### Given text:
▼

NumPy basics¶
This chapter introduces NumPy, a powerful library for numerical computing in Python. You will learn how to create and manipulate arrays, perform vectorized operations, and explore some basic linear algebra tools.
What is NumPy?¶
NumPy (Numerical Python) provides efficient data structures and operations for working with large numerical datasets. Compared to Python lists, NumPy arrays are more compact, faster, and support advanced operations such as broadcasting and linear algebra.
To use NumPy in your code, you need to import it:
import numpy as np
Creating arrays¶
You can create NumPy arrays from Python lists:
a = np.array([1, 2, 3])
b = np.array([[1, 2], [3, 4]])
Useful functions for creating arrays include:
np.zeros((2, 3)) # array of zeros
np.ones((3,)) # array of ones
np.full((2, 2), 7) # filled with 7s
np.eye(3) # identity matrix
np.arange(0, 10, 2) # evenly spaced values
np.linspace(0, 1, 5) # linearly spaced values
Array properties¶
Each array has several useful properties:
a.shape # dimensions
a.ndim # number of dimensions
a.size # total number of elements
a.dtype # data type
Indexing and slicing¶
You can access and modify elements just like Python lists:
x = np.array([[10, 20, 30], [40, 50, 60]])
x[1, 2] # single element
x[:, 1] # second column
x[0:2, 1:] # submatrix
Boolean and fancy indexing:
x[x > 30] # boolean mask
x[[0, 1], [1, 2]] # access (0,1) and (1,2)
Array operations¶
NumPy supports element-wise operations:
a = np.array([1, 2, 3])
b = np.array([10, 20, 30])
a + b # element-wise addition
a * b # element-wise multiplication
a ** 2 # square each element
Functions that operate on entire arrays:
np.sum(a)
np.mean(a)
np.max(a)
np.min(a)
np.std(a)
Broadcasting allows operations on arrays of different shapes:
a = np.array([[1], [2], [3]])
b = np.array([10, 20, 30])

▲

### Tasks for this exercise:
1. Could you put the location labeling records, from the line with "Where can the blue" through the end of the records, into a Markdown table with the columns Row and Line, leaving out blank lines?
2. What comes next in the NumPy basics text? Continue it from its last line.

Location labeling records
▼

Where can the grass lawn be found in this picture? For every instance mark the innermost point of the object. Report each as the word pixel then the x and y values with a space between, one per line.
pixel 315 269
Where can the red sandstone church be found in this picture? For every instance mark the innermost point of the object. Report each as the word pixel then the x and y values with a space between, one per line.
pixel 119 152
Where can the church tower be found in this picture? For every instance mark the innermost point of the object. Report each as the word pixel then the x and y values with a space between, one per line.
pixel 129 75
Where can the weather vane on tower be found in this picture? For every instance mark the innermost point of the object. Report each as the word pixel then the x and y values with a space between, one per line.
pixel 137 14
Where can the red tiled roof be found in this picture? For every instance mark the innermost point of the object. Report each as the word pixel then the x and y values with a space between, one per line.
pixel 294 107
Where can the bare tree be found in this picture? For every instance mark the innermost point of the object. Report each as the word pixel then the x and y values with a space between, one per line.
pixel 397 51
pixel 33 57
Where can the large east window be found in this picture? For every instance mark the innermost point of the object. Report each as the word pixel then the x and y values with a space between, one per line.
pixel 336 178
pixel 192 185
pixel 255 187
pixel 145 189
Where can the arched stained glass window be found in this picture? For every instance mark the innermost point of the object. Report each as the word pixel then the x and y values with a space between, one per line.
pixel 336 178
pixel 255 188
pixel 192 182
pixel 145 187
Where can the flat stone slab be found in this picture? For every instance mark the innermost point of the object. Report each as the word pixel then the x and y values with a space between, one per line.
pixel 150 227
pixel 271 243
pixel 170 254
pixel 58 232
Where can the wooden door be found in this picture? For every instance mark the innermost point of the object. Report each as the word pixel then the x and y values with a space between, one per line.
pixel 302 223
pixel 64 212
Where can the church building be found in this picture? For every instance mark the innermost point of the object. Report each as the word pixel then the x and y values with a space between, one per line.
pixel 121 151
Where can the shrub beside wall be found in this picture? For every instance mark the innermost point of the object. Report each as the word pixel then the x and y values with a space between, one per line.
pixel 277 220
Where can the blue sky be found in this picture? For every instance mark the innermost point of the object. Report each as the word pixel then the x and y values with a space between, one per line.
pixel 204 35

▲

### Answer list:
1.
| Row | Line |
|---|---|
| 1 | Where can the blue sky be found in this picture? For every instance mark the innermost point of the object. Report each as the word pixel then the x and y values with a space between, one per line. |
| 2 | pixel 204 35 |

2.
a + b
Reshaping arrays¶
You can change the shape of an array:
a = np.arange(6)
a.reshape((2, 3))
a.flatten() # 1D copy
a.ravel() # 1D view (if possible)
a.T # transpose
Add new axes:
a[:, np.newaxis]
np.expand_dims(a, axis=0)
Linear algebra basics¶
NumPy includes basic linear algebra operations:
A = np.array([[1, 2], [3, 4]])
b = np.array([5, 6])
np.dot(A, b) # dot product
np.matmul(A, A) # matrix multiplication
A @ A # same as matmul
np.linalg.inv(A) # inverse
np.linalg.norm(A) # norm
np.linalg.solve(A, b) # solve Ax = b
Random number generation¶
NumPy provides a random module for generating random numbers:
np.random.seed(0) # for reproducibility
np.random.rand(2, 3) # uniform [0, 1)
np.random.randn(3) # standard normal
np.random.integers(1, 10, size=(2, 2)) # random integers
np.random.choice([1, 2, 3], size=5) # random choice
Practical examples¶
Compute Euclidean distance between points¶
a = np.array([1, 2])
b = np.array([4, 6])
distance = np.linalg.norm(a - b)
Normalize each row of a matrix¶
X = np.array([[1, 2], [3, 4]])
row_norms = np.linalg.norm(X, axis=1, keepdims=True)
X_normalized = X / row_norms
Monte Carlo estimate of pi¶
np.random.seed(0)
N = 10000
x = np.random.rand(N)
y = np.random.rand(N)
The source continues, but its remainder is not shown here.